**Exercise 1:**
Answer these questions from the commentary on recall petitions:
(a) Which three Wisconsin Justices are named?
(b) Which two groups are said to be taking names of those who signed?
(c) Who does the writer say described what they intend to do in the voting booth?
**Exercise 2:** From the commentary on recall petitions, write out the part that opens with the words containing "When the media" and closes with "for such stories.".
**Exercise 3:** Continue the commentary on recall petitions past its final sentence.

**Provided passage:**
------

I agree that judges who know they will be forced to judge Walker’s involvement in corruption or related practices must bend over in impartiality (though I can’t resist the sarcasm of noting the right-wing favoritism displayed by Wisconsin Justices Prosser, Gableman and Zeigler at our highest court, undermining my call for fairness). Still, not knowing what’s around the corner for a judge or lawyer or elected official makes signing a petition more an act of citizenship and certainly these days an act of courage, rather than a sign of bias.
When the media questions the signing of a petition to the point of scorn, that raises an issue of fabricated objectivity.
You would expect journalists to be as aggressive in pointing out which public officials didn’t sign the recall when asked and whether fear of reprisal by right-wing voters was behind that refusal, given only the Tea Party and the GOP are going around taking names of those who signed – and threatening them with loss of support or even opposition for public office. You might expect a few stories pointing out that not signing in public for fear of being excommunicated by your party is quite different from what the victims intend to do in the secrecy of the voting booth (as several Republicans have told me). So far, you would look in vain for such stories.

------

**Supplied information:**
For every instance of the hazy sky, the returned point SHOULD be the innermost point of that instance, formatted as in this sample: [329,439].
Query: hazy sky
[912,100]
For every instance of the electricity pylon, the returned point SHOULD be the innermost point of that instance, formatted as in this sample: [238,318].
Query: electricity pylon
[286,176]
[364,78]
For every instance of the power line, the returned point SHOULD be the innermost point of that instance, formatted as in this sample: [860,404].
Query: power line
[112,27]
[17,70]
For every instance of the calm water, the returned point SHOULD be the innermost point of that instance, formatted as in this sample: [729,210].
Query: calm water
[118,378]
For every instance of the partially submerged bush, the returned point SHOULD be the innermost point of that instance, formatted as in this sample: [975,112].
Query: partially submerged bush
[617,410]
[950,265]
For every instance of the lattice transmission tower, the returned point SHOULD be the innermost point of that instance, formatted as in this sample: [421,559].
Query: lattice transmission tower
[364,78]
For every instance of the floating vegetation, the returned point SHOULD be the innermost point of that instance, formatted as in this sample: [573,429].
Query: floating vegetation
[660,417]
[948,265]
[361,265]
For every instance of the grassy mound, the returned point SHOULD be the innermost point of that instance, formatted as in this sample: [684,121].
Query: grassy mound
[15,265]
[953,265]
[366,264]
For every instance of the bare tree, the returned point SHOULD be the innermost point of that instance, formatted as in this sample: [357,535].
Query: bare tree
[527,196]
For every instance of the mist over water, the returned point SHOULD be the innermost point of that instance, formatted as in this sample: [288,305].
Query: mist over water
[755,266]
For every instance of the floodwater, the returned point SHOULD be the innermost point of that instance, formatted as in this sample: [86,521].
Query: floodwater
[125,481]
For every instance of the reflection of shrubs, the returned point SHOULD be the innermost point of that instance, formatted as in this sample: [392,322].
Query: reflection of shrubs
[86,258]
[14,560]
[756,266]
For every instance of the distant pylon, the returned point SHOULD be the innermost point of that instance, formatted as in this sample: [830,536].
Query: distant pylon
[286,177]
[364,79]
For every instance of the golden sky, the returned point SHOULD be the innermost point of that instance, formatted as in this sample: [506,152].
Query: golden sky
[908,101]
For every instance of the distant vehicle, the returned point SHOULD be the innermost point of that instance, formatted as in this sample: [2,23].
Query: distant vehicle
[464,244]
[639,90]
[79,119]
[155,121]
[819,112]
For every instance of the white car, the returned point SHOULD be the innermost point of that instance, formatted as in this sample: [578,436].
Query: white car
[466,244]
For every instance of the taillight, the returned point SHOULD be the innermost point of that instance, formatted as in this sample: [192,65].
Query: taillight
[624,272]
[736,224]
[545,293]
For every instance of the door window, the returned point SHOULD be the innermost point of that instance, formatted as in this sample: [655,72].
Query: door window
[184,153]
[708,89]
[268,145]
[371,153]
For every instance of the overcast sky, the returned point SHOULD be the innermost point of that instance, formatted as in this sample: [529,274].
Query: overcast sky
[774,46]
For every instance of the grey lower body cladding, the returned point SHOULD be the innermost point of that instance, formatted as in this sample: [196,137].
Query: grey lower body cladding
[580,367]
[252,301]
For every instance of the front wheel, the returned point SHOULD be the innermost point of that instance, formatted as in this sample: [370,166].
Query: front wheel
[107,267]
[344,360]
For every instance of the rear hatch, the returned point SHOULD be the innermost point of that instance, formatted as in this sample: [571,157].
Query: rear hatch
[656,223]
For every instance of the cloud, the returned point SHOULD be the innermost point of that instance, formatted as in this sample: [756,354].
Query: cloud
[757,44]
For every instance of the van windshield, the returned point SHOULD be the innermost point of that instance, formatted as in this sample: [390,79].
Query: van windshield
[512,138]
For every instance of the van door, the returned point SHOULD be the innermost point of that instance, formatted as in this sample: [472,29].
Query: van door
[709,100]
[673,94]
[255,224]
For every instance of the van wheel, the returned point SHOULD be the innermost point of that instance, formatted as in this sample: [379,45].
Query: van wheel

------

**Reply 1:**
(a) Prosser, Gableman and Zeigler
(b) The Tea Party and the GOP
(c) Several Republicans

**Reply 2:**
When the media questions the signing of a petition to the point of scorn, that raises an issue of fabricated objectivity.
You would expect journalists to be as aggressive in pointing out which public officials didn’t sign the recall when asked and whether fear of reprisal by right-wing voters was behind that refusal, given only the Tea Party and the GOP are going around taking names of those who signed – and threatening them with loss of support or even opposition for public office. You might expect a few stories pointing out that not signing in public for fear of being excommunicated by your party is quite different from what the victims intend to do in the secrecy of the voting booth (as several Republicans have told me). So far, you would look in vain for such stories.

**Reply 3:**
Saying people who signed a petition can’t honestly vet the signatures of those who did may not have been the intention of a state ruling that actually slowed who could be hired by Walker’s administration to validate petitions. But when the media saw it as only that – well, it was insulting since a neutral panel made the final judgment. It was like suggesting being involved in the community should bar you from serving on a jury, as if citizens can’t follow compatible oaths.
The choice of who to identify for signing a petition, who not to and who never to identify for turning the idea down has all become quite ludicrous. More coercion is going on here favoring the GOP side than the opposition side, though neither is blameless. But why is the public watchdog only barking up one tree?
Let’s face it. From the start, those who signed petitions feel under more threat from the media than those who didn’t sign, making that the price they’re willing to pay for citizen involvement. Should the media even be doing that unless there is some sort of obvious conflict -- and what is an obvious conflict and what is a manufactured one?
In editorials journalists still give lip service criticism to “vindictive acts aimed at discouraging political dissent” but acts of omission or avoidance are not criticized – perhaps because it is mainly the media so engaged.
Those who sign petitions or openly oppose “Walker’s values” are clearly more in danger of media denigration than those who evade signing. They know they won’t be condemned for standing alongside Walker’s “values.”
This cowardice to the perceived status quo chills public dissent from “stand your ground” laws to immigration laws to gun laws to health laws to political debate. Those with long memories recall a McCarthy era when newspapers were proud to stand up for public expression without demonization, to stand against the chill rather than encourage it.